→ **Perintah Tugas**: Dalam kutipan di bawah, apa arti semboyan "Ing Ngarsa Sung Tuladha"?

→ **Kutipan Bacaan**:
•••••

5. Asas Kemanusiaan
Asas ini menegaskan bahwa pendidikan harus memanusiakan manusia, menjunjung tinggi nilai-nilai kemanusiaan. Dalam konteks perpajakan, ini berarti sistem dan edukasi pajak harus adil, tidak memberatkan (dalam batas wajar), dan mempertimbangkan kondisi sosial ekonomi masyarakat. Menghindari praktik pajak yang tidak manusiawi atau eksploitatif.
Terdapat 3 semboyan Pendidikan yang sangat terkenal dari Ki Hajar Dewantara, yaitu "Ing Ngarsa Sung Tuladha, Ing Madya Mangun Karsa, Tut Wuri Handayani"
1. Ing Ngarsa Sung Tuladha (Di depan memberi teladan)

•••••

Baris identifikasi posisi
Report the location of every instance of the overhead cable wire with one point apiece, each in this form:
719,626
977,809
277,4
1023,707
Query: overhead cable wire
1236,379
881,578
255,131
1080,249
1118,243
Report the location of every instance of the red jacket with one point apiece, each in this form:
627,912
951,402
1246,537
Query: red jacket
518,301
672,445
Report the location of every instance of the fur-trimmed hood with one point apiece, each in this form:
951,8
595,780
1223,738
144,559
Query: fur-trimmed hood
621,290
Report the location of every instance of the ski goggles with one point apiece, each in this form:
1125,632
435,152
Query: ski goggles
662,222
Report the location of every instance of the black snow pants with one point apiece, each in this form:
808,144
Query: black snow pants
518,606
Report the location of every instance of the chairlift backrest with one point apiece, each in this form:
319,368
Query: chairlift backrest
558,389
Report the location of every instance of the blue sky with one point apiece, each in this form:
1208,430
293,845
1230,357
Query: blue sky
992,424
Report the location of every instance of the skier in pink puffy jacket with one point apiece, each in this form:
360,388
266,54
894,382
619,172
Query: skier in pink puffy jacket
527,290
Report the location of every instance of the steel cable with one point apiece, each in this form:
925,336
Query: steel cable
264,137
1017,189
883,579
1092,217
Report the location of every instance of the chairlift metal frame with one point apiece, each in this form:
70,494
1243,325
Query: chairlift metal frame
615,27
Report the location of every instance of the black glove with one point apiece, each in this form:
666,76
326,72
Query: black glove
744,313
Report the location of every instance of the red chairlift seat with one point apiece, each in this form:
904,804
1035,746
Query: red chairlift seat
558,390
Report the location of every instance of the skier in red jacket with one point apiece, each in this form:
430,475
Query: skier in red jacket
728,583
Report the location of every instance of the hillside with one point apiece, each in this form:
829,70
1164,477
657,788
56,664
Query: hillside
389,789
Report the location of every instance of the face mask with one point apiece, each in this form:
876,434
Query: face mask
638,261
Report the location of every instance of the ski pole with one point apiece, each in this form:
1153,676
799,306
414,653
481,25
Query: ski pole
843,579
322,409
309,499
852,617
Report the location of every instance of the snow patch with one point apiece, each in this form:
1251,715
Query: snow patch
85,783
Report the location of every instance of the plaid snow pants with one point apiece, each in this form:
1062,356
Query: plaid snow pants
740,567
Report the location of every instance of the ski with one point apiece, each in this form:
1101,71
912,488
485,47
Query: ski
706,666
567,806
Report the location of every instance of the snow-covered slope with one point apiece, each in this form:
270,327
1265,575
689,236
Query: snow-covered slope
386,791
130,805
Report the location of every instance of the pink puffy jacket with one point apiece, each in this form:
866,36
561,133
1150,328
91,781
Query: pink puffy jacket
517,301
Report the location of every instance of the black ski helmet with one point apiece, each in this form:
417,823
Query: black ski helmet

•••••

→ **Pembahasan Jawaban**: Di depan memberi teladan.